- **What to produce**
Update the records below by replacing each "marker" with "dot". Leave everything else unchanged.

Labeled point records:

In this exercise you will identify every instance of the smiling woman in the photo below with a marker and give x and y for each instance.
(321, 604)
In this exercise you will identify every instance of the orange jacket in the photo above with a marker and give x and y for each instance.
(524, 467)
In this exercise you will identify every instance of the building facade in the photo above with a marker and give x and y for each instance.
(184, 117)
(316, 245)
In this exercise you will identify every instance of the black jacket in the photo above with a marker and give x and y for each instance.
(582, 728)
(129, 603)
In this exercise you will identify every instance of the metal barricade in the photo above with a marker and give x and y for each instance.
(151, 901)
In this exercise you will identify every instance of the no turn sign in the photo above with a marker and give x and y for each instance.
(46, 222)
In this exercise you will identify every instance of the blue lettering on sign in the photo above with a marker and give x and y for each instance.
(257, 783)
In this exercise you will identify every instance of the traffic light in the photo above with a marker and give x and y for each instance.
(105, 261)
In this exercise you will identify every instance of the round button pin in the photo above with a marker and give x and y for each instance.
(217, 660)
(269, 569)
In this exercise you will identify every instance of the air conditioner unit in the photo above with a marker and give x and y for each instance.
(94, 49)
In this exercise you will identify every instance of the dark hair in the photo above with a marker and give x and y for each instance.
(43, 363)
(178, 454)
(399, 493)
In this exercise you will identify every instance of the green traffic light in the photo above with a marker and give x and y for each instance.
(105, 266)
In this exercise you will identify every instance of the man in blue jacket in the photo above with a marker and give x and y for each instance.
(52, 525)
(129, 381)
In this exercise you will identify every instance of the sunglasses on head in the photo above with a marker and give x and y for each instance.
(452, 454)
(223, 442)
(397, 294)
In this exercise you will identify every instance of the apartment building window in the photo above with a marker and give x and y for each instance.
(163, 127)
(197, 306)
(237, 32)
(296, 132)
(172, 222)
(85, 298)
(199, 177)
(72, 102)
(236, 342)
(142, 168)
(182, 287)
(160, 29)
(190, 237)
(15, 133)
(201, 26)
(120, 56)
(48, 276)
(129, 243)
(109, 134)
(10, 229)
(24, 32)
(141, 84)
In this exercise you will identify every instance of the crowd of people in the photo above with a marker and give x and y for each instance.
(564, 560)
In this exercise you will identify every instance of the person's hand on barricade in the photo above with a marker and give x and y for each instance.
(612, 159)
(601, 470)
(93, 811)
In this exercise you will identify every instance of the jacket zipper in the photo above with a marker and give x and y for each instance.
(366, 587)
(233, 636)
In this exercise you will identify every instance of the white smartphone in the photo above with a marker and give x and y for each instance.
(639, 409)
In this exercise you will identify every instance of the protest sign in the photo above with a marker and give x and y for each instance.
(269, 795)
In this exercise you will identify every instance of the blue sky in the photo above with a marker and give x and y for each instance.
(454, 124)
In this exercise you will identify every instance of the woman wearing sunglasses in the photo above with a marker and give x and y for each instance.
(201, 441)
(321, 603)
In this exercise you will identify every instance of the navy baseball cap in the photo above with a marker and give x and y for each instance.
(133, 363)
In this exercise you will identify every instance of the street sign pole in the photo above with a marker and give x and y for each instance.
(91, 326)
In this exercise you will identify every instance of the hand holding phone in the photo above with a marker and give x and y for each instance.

- **Output below**
In this exercise you will identify every instance of the smiling woman in the photo below with a dot and give x and y for each instance.
(321, 604)
In this exercise you will identify every instance of the orange jacket in the photo above with a dot and give x and y for each instance.
(524, 467)
In this exercise you will identify every instance of the building facade in the photo above with a dot and give x and y for each instance.
(184, 117)
(316, 245)
In this exercise you will identify every instance of the black jacket in the photo above with a dot and give x and y for each instance.
(582, 728)
(129, 603)
In this exercise you will identify every instance of the metal barricade in the photo above with a dot and give x and y for each instance.
(151, 901)
In this exercise you will identify every instance of the no turn sign in the photo above with a dot and give x and y for each instance.
(46, 222)
In this exercise you will identify every instance of the blue lettering on sign in the photo above with a dot and give x and y for each instance.
(257, 783)
In this exercise you will identify every instance of the traffic light in the photo above with a dot and give x and y for each instance.
(105, 261)
In this exercise you will identify every instance of the round button pin in the photo above with a dot and give x and y for each instance.
(217, 660)
(269, 569)
In this exercise you will identify every instance of the air conditioner unit in the photo above with a dot and give x and y for each instance.
(94, 49)
In this exercise you will identify every instance of the dark hair in the photo above with a dot and give x and y for each instance.
(43, 363)
(178, 454)
(399, 493)
In this exercise you will identify every instance of the green traffic light in the photo above with a dot and give x and y for each instance.
(105, 266)
In this exercise you will identify every instance of the man in blue jacket in the photo above with a dot and give x and y for each instance.
(52, 525)
(129, 381)
In this exercise you will identify every instance of the sunglasses on head in the photo above with a dot and give x and y for each instance.
(452, 454)
(223, 442)
(397, 294)
In this exercise you will identify every instance of the apartment building window in the photo above with a dot and give x and y for each instance.
(163, 127)
(197, 306)
(237, 32)
(296, 132)
(172, 222)
(85, 298)
(199, 177)
(72, 102)
(236, 342)
(142, 168)
(182, 287)
(160, 29)
(190, 237)
(15, 133)
(201, 26)
(120, 56)
(48, 276)
(129, 243)
(109, 134)
(10, 229)
(24, 32)
(141, 84)
In this exercise you will identify every instance of the crowd of people in the photo above with a dot and give x and y for each instance.
(564, 560)
In this exercise you will identify every instance of the person's hand on barricade in the photo above with a dot and give x and y for each instance.
(612, 159)
(601, 470)
(93, 811)
In this exercise you will identify every instance of the jacket zipper in the photo above with a dot and give x and y for each instance.
(366, 587)
(233, 636)
In this exercise you will identify every instance of the white smartphone in the photo above with a dot and give x and y for each instance.
(639, 409)
In this exercise you will identify every instance of the protest sign in the photo above with a dot and give x and y for each instance.
(269, 795)
In this exercise you will identify every instance of the blue sky in the photo above with a dot and give x and y for each instance.
(454, 124)
In this exercise you will identify every instance of the woman wearing sunglasses in the photo above with a dot and give x and y for each instance.
(201, 441)
(321, 603)
In this exercise you will identify every instance of the navy baseball cap in the photo above with a dot and give x and y for each instance.
(133, 363)
In this exercise you will identify every instance of the street sign pole in the photo above with a dot and give x and y for each instance.
(91, 326)
In this exercise you will identify every instance of the hand holding phone in the photo above with a dot and give x and y for each instance.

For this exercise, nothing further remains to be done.